■ **EXERCISE GOAL**
Format everything in the records below, from the line containing "ridge. Write the coordinates, one line per instance." down to the line containing "hillside. Write the coordinates, one line per instance.", as a Markdown table with the columns No. and Entry. Give each line its number under No., and leave out any blank lines.

Extracted records
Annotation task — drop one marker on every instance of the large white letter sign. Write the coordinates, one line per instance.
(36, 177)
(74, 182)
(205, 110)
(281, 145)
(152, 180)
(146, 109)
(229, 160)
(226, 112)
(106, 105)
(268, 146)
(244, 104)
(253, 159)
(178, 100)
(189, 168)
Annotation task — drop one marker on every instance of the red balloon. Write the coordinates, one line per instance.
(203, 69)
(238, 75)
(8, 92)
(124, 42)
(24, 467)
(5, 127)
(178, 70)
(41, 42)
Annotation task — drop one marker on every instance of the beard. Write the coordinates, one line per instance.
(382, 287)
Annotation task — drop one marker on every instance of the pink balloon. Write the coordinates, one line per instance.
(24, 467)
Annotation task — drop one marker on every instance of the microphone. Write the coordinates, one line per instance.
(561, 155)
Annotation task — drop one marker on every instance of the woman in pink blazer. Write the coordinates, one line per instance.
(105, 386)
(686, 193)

---

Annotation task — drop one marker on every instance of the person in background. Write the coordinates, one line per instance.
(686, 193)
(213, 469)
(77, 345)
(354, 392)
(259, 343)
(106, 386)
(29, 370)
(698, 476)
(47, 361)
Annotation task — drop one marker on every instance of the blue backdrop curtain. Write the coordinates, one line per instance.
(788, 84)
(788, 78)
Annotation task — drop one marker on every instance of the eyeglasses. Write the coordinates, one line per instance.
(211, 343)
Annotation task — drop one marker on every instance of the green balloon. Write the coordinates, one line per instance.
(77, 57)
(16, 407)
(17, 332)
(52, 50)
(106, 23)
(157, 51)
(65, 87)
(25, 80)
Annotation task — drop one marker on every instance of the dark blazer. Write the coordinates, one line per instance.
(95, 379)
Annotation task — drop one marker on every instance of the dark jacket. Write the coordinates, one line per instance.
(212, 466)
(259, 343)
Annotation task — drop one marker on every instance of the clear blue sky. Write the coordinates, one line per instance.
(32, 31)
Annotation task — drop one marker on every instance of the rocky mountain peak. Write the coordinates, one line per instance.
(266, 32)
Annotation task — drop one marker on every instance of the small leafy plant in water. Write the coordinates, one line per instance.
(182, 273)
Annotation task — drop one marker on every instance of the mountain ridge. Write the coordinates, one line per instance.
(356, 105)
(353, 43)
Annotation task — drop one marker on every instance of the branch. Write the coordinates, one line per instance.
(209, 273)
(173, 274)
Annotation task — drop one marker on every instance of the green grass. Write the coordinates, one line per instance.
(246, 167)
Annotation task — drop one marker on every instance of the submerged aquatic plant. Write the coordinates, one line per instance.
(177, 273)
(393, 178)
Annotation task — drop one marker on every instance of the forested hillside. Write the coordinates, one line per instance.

==

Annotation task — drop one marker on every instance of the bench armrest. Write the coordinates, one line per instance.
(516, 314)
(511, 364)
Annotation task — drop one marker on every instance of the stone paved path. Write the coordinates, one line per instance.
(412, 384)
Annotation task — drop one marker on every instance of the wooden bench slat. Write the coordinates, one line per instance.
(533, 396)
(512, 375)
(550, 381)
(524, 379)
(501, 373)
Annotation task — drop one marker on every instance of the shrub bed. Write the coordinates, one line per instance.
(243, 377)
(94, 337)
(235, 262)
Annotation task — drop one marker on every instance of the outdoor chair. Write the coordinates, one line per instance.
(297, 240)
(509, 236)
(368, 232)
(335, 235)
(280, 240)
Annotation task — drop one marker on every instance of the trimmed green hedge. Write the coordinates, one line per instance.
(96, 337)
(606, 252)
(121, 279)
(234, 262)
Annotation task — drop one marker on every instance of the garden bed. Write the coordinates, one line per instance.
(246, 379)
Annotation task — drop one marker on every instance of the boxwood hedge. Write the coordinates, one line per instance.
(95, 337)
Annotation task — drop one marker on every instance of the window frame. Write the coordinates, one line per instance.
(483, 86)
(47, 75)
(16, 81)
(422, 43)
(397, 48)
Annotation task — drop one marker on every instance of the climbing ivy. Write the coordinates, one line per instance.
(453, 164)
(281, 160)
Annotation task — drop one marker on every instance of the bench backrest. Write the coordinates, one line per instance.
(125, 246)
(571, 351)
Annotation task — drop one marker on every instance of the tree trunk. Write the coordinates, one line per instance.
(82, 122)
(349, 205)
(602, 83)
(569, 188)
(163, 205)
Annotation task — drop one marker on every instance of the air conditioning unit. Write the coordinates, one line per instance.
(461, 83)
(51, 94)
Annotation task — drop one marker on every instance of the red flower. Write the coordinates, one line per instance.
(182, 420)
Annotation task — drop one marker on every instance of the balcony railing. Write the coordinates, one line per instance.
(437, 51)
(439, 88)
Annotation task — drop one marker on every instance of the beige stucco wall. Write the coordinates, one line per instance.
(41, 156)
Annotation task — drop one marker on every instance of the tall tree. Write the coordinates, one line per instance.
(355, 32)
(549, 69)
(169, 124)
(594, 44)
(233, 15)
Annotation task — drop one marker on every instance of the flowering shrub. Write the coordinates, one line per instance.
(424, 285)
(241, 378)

■ **THE RESULT**
| No. | Entry |
|---|---|
| 1 | Annotation task — drop one marker on every instance of the mountain ridge. Write the coordinates, one line per instance. |
| 2 | (356, 105) |
| 3 | (353, 43) |
| 4 | Annotation task — drop one marker on every instance of the branch. Write the coordinates, one line per instance. |
| 5 | (209, 273) |
| 6 | (173, 274) |
| 7 | Annotation task — drop one marker on every instance of the green grass. Write the coordinates, one line per instance. |
| 8 | (246, 167) |
| 9 | Annotation task — drop one marker on every instance of the submerged aquatic plant. Write the coordinates, one line per instance. |
| 10 | (177, 273) |
| 11 | (393, 178) |
| 12 | Annotation task — drop one marker on every instance of the forested hillside. Write the coordinates, one line per instance. |